▶ [PROBLEM STATEMENT] Which lines in the material below contain the string "tree"? Locate each one and copy it in full.

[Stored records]
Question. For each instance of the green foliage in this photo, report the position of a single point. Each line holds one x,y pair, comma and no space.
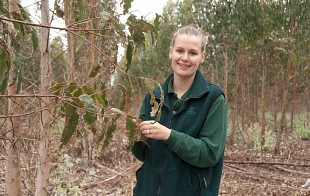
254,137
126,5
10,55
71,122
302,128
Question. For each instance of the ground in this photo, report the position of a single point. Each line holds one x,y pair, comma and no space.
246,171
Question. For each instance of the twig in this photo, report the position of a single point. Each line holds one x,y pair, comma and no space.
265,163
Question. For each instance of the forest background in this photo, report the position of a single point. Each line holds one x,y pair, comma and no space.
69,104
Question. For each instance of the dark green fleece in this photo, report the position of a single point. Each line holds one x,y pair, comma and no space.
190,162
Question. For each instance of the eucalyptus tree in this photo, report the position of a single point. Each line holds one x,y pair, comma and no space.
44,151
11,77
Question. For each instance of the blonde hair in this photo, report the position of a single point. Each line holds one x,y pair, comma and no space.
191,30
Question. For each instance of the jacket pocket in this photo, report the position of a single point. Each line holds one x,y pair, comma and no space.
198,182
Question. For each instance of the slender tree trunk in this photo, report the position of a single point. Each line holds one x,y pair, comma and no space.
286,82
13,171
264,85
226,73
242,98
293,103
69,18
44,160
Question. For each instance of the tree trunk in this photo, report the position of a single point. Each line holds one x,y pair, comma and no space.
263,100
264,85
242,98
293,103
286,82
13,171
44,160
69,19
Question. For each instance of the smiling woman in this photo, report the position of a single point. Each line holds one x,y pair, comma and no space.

---

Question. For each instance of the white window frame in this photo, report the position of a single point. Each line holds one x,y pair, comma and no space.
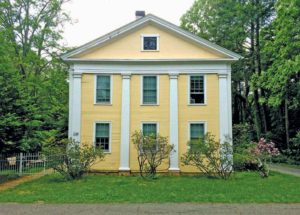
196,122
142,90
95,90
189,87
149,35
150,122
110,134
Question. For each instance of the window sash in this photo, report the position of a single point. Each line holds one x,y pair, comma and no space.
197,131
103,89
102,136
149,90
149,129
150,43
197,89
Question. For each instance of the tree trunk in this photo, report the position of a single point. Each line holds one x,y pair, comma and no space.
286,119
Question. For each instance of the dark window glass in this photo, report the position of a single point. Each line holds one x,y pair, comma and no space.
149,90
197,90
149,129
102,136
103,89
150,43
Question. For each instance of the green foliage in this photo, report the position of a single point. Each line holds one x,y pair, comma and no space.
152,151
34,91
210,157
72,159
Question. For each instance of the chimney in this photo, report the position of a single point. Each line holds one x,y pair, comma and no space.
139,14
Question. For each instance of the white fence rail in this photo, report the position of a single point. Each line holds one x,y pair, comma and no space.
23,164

▶ [TASK ANSWER]
Question. For each instance of the eucalyptus tree in this photo, report the position of a single point. Each line holds one x,y pair, comma and no space.
Question. For each instance of the slender tree trunk in this photo, report the position of a single point. Each line holds one x,y pair, comma and no space.
Question. For each instance of the tree trunk in this photo, report the position of a single point. Each line holds one x,y pair, comma and no space.
Question. For each instance of the tree trunk in this photo, report the position of a single point. Each line holds one x,y pair, comma and no space.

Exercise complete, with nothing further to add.